> _ACTION ITEM_
Once the line containing "In this picture, where can the man's shoulder" is located, output it and every line after it through the end of the records, exactly as written and nothing else.

(Referring expression data)
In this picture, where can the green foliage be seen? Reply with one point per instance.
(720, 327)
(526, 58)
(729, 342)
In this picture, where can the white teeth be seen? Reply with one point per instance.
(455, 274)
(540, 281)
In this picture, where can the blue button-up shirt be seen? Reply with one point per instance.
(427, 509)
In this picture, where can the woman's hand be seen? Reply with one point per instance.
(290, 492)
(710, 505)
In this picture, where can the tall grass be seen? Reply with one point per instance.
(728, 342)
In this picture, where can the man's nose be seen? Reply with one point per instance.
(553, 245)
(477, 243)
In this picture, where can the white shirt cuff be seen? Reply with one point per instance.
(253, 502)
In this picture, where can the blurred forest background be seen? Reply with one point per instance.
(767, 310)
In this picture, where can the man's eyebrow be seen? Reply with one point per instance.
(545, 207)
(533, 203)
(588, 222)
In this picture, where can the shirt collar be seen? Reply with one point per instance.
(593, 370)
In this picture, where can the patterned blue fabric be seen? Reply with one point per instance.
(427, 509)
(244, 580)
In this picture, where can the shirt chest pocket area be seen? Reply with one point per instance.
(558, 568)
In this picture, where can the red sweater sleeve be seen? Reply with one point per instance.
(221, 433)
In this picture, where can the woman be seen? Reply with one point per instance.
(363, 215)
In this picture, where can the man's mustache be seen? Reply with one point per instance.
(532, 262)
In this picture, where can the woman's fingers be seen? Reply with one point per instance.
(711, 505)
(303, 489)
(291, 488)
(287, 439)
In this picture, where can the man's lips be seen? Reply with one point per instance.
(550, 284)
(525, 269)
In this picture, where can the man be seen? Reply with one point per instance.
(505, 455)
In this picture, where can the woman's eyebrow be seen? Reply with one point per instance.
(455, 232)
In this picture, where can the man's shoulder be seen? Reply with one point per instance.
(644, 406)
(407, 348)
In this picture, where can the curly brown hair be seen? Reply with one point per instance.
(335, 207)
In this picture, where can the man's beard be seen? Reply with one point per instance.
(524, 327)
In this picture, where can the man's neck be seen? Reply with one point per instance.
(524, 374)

> _YOUR RESPONSE_
In this picture, where can the man's shoulder be seen? Reply with one point per instance.
(644, 406)
(407, 348)
In this picture, where can the curly brown hair be seen? Reply with one point per instance.
(335, 207)
In this picture, where can the man's beard be seen? Reply with one point per instance.
(524, 327)
In this picture, where can the man's neck be seen? Reply with one point per instance.
(524, 374)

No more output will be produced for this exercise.